# [Task brief]
Look through the material below and show every line with the word "picture".

───

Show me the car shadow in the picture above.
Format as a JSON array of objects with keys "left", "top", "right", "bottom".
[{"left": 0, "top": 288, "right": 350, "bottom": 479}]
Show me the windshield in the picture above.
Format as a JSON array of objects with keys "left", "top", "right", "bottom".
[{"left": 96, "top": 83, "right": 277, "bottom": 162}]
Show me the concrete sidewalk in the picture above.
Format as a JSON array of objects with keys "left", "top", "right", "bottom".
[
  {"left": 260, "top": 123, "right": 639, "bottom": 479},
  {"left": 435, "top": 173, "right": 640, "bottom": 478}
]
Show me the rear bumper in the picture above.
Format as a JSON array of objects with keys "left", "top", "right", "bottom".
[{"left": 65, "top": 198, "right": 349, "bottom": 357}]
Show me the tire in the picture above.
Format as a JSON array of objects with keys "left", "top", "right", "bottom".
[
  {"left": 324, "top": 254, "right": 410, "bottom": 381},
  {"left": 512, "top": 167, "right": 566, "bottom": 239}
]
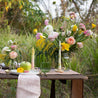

───

# [Answer for the task]
Show me the car shadow in the picture above.
Show me the windshield in the picture above.
Show me the concrete sidewalk in the picture above.
Show me the rear bumper in the picture above.
Show me the tire in the picture above.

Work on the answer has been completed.